=== EXERCISE BRIEF ===
From the first line of the data below, repeat each line exactly until you reach the line with "Target: white ceiling"; include that line too.

(Point localization data)
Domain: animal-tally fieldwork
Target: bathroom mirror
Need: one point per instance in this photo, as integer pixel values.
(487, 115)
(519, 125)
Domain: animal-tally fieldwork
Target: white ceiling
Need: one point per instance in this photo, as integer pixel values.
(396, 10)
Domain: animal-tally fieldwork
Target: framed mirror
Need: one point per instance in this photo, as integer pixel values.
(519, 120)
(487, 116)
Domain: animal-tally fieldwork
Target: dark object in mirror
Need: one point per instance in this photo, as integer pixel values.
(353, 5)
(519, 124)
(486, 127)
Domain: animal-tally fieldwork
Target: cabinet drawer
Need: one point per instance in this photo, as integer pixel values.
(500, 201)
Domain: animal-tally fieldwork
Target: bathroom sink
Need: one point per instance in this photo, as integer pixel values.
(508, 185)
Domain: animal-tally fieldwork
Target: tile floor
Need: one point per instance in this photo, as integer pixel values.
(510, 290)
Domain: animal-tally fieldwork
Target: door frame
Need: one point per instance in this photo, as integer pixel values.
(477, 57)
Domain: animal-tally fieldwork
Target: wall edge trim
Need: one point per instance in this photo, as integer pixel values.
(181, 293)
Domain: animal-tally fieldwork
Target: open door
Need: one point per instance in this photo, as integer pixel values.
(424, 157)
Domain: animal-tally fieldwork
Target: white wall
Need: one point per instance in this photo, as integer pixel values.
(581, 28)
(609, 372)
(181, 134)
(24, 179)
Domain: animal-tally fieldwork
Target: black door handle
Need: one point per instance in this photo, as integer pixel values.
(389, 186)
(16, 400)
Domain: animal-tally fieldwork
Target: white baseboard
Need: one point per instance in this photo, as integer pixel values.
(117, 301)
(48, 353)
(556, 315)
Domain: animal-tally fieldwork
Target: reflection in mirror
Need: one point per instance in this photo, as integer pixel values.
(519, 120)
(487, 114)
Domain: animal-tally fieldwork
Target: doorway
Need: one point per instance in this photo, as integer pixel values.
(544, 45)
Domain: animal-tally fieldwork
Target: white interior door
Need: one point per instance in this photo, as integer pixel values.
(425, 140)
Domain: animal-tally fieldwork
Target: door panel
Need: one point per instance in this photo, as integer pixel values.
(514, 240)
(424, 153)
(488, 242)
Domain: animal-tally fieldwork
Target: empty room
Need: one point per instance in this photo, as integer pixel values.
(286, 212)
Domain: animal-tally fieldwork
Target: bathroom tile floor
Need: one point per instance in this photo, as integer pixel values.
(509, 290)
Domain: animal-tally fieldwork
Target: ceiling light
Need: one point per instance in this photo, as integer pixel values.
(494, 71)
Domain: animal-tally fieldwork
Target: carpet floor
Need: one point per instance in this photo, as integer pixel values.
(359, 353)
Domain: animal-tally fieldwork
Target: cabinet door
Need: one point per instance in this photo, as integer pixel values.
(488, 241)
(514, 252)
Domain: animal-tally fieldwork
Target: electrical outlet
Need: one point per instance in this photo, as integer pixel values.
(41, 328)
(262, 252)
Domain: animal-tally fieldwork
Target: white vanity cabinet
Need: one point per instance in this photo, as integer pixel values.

=== WORKED SOLUTION ===
Domain: animal-tally fieldwork
Target: bathroom mirror
Need: one point per instance in this photo, as integer pixel values.
(487, 115)
(519, 125)
Domain: animal-tally fieldwork
Target: white ceiling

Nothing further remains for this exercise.